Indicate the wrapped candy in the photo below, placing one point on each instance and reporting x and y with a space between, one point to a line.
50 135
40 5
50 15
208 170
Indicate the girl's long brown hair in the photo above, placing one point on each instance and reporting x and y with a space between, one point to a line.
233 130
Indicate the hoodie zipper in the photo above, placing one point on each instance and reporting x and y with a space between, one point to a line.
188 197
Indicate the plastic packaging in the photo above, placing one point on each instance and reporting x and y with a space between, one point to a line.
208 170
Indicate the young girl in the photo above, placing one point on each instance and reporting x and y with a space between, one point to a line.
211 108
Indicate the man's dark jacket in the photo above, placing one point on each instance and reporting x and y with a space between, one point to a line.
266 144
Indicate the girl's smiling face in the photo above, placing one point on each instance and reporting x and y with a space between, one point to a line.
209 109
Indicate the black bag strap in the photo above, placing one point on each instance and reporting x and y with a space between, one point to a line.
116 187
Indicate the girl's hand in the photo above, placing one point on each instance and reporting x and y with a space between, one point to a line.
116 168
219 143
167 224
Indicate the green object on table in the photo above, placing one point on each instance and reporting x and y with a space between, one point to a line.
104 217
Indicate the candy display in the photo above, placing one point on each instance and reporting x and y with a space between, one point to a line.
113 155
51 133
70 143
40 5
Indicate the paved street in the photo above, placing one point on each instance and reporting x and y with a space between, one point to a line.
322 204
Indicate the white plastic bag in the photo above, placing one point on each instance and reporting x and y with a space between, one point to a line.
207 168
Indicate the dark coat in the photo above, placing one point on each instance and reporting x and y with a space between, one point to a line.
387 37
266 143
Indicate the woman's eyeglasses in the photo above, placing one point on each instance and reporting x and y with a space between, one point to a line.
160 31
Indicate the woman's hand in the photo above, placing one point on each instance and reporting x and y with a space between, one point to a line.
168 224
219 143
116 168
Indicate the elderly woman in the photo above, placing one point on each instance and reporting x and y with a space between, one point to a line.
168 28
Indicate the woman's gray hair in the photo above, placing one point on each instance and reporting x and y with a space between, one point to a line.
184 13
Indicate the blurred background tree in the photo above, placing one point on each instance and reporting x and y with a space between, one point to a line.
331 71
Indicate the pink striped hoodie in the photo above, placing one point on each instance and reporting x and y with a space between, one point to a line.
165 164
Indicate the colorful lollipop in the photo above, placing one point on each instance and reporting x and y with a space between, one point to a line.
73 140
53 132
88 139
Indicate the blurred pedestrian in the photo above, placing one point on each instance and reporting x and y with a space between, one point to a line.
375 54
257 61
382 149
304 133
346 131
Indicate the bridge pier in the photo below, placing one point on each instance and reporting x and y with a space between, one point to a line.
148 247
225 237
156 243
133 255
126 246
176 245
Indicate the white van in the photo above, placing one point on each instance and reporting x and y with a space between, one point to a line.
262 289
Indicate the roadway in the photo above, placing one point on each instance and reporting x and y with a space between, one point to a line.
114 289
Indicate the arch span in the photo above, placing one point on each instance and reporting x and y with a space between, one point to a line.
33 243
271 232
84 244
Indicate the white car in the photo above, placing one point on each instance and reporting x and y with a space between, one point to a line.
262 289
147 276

- - - -

-- Set task --
Write the complete data out, exactly as above.

-- Solution for this problem --
Indicate the wrapped candy in the photo below, placing one point on each instance and reporting x and y with a space between, one point to a line.
50 135
40 5
50 15
208 170
Indicate the girl's long brown hair in the photo above, placing one point on each instance and reporting x and y with a space between, one point to a line.
233 130
Indicate the hoodie zipper in the photo above, placing one point on each instance and reporting x and y with a space between, one point to a line.
188 197
Indicate the plastic packaging in the photo above, placing one point on each instance and reporting x and y with a space between, one point to a line.
208 170
Indicate the young girl in the photo above, placing one point on each instance and reporting x and y with a space between, one point to a line.
211 108
Indicate the man's dark jacket in the photo above, placing one point on each instance and reporting x and y with a space between, one point to a line.
266 144
Indicate the girl's smiling face in the photo above, placing one point on each instance and reporting x and y with a space between, one point to a line.
209 109
Indicate the black bag strap in the photo above, placing one point on each instance and reporting x and y with a space between, one point to a line.
116 187
Indicate the girl's hand in the photo above, placing one point on each instance and reporting x and y with a space between, one point to a line.
116 168
219 143
167 224
Indicate the green object on table in the photo above, placing one point on each instance and reporting x and y with a space between, one point to a line.
104 217
Indicate the candy display in the photo above, placing one point on each instance and reporting x and y with a space between, one point to a line.
113 155
51 133
70 143
40 5
Indicate the paved street in the photo above, placing one point on each instance and reporting x and y with a space between, one point to a line.
322 204
Indicate the white plastic bag in the photo above, placing one point on each instance and reporting x and y with a space between, one point to a line.
207 168
Indicate the dark coat in the photo above, placing one point on each instance and reporting x and y with a space between, one point to a line.
387 37
266 143
Indicate the woman's eyeglasses in the photo above, placing one point on each instance and reporting x and y with a space between, one point to a line.
160 31
Indicate the woman's hand in the photo above, placing one point on each instance and reporting x and y with a space between, one point to a line.
168 224
219 143
116 168
Indicate the elderly woman in the photo above, placing one point on each instance and reporting x and y with a space between, one point to a line.
168 28
Indicate the woman's gray hair in the photo above, placing one point on each instance and reporting x and y with a space between, one point to a line.
184 13
Indicate the blurred background tree in the photo above, placing one point on each instance and reporting x and y with a space between, one point to a line.
331 71
Indicate the pink striped hoodie in the photo above, placing one point on each instance and reporting x and y with a space between, one point to a line.
165 164
Indicate the colorful lollipop in the photo above, placing one point on each instance and reporting x and y with a space between, one point to a line.
73 140
53 132
88 139
Indicate the blurred pedestrian in the photo above, placing one point on each instance and reporting x and y with a space between, one point to a line.
375 54
257 61
382 149
304 133
346 131
Indicate the bridge pier in the photo below, placing one point on each instance and reporting x and y with a space between, one point to a line.
148 247
225 237
156 243
133 255
126 246
176 245
Indicate the white van in the photo above, placing one point on each instance and reporting x and y with a space between, one point to a line.
262 289
Indicate the roadway in the photo above, placing one point on each instance and reporting x and y with a space between, one point to a line.
114 289
Indicate the arch span in the photo above, placing one point on each instance and reporting x and y with a space between, one point to a line.
33 243
271 232
84 244
Indicate the white car in the photo above, placing one point on each instance and reporting x and y with a space between, one point to a line.
262 289
147 276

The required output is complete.